Your instructions. After finding the line that contains "Where can the wrist", reproduce it and each line below it through the end of the listing, exactly, with nothing added.

========================

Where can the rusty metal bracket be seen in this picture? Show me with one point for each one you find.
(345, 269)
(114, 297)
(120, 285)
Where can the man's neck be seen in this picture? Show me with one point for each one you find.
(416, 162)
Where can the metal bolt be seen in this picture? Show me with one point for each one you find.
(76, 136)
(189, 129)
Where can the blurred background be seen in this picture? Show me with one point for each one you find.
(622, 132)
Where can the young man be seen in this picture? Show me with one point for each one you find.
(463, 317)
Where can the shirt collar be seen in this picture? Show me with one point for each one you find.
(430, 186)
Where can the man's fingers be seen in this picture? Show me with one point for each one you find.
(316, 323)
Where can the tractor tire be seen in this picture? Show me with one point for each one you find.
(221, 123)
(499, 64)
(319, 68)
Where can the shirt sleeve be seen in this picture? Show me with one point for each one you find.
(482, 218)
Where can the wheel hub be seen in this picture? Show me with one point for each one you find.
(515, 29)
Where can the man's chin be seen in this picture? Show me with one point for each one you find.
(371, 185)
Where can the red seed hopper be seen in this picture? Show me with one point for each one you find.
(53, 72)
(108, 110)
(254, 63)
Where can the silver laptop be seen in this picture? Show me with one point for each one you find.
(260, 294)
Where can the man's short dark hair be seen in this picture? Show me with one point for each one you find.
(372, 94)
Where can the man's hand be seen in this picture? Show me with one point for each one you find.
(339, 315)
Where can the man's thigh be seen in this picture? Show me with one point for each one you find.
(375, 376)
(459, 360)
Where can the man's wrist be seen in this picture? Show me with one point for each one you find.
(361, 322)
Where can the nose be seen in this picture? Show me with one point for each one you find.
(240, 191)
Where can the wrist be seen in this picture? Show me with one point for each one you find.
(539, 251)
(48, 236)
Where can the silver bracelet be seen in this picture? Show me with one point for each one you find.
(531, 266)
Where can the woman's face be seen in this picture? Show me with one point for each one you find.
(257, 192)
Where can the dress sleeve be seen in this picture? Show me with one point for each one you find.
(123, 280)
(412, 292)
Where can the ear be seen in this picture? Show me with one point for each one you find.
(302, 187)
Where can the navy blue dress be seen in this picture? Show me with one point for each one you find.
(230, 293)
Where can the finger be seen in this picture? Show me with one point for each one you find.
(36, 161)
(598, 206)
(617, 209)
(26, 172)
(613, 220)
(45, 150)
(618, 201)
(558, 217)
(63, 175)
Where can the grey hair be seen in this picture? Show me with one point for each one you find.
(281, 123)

========================

Exercise response.
Where can the wrist be seen in this picture? Show me with one point for each one you find.
(539, 251)
(48, 236)
Where can the silver bracelet be seen in this picture? Show me with one point for each one you find.
(531, 266)
Where can the woman's face be seen in this picture? Show me with one point for each one you find.
(257, 192)
Where can the dress sleeve be seen in this picture? Show me with one point for each one you find.
(123, 280)
(412, 292)
Where can the ear be seen in this picture? Show me with one point for each one you find.
(302, 187)
Where can the navy blue dress be seen in this picture? Show me with one point for each one you find.
(230, 293)
Where can the finger be seen in this picture? Show me with one point for each one you find.
(36, 161)
(598, 206)
(617, 209)
(26, 172)
(613, 220)
(45, 150)
(618, 201)
(558, 217)
(63, 175)
Where can the grey hair be seen in this picture? Show me with one point for each one you find.
(281, 123)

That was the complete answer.